**Énoncé**
Dans l'extrait choisi, à quelle date Human Rights Watch a-t-il rendu public son communiqué ?

**Extrait choisi**
Le juge Karambé, chargé de l’affaire des militaires disparus, a fait preuve d’un grand courage en convoquant le général Amadou Haya Sanogo. Mais la question est de savoir s’il aura totalement les mains libres pour engager des poursuites contre l’auteur du coup d’Etat de mars 2012, soupçonné d’avoir joué un rôle primordial dans la disparition de plus d’une vingtaine de soldats. Par ailleurs, il n’est pas certain que le chef de l’ex-junte obéisse à la justice de son pays. Cependant, les organisations de défense des droits de l’homme, précisement Human Rights Watch, restent inflexibles sur le cas de Sanogo. Il doit être traduit en justice. Et du coup : l’ex-chef de la junte se retrouve coincé entre le marteau de la justice malienne et l’enclume l’enclume de la justice internationale.
Dans un communiqué rendu public le premier novembre, Human Rights Watch appelle les autorités maliennes à prendre d’urgence des mesures pour assurer la sécurité de ce juge et d’autres membres de la profession judiciaire impliqués dans les enquêtes sur ces affaires, ainsi que des témoins, et aussi pour garantir les droits des accusés.

**Données fournies**
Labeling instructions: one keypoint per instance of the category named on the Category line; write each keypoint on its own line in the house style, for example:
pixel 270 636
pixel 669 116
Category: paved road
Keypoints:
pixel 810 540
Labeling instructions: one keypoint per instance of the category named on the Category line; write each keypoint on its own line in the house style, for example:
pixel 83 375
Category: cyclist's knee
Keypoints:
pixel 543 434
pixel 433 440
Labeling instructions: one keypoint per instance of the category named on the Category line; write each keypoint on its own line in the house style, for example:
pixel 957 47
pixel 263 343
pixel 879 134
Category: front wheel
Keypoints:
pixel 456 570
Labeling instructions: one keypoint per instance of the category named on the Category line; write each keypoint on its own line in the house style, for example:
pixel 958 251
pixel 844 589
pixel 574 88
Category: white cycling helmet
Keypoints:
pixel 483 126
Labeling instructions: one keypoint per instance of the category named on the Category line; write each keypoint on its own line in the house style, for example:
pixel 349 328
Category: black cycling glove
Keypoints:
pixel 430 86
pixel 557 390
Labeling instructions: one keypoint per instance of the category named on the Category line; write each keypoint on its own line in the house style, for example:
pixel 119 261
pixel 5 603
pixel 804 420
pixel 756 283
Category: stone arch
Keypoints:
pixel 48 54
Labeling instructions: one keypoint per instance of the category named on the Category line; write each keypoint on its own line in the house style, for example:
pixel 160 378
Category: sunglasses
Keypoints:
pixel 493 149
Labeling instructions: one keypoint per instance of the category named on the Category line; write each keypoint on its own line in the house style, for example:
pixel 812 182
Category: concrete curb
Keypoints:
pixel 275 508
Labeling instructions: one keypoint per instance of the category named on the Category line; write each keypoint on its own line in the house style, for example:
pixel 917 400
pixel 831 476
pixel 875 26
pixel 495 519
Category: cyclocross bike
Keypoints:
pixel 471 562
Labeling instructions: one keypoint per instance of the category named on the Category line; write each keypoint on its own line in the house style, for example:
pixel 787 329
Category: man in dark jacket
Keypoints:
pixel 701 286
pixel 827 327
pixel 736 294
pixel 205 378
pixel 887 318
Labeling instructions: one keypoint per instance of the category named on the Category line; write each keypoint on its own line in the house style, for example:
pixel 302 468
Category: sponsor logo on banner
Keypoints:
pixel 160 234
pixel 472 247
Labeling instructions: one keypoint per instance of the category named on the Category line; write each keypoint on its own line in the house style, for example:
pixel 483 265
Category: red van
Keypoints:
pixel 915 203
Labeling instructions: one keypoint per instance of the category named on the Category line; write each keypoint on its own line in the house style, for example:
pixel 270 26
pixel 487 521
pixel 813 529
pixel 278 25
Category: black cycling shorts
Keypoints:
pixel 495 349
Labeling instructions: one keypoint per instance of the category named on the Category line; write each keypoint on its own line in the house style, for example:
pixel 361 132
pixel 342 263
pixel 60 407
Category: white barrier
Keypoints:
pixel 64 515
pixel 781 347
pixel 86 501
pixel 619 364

**Réponse**
Le premier novembre.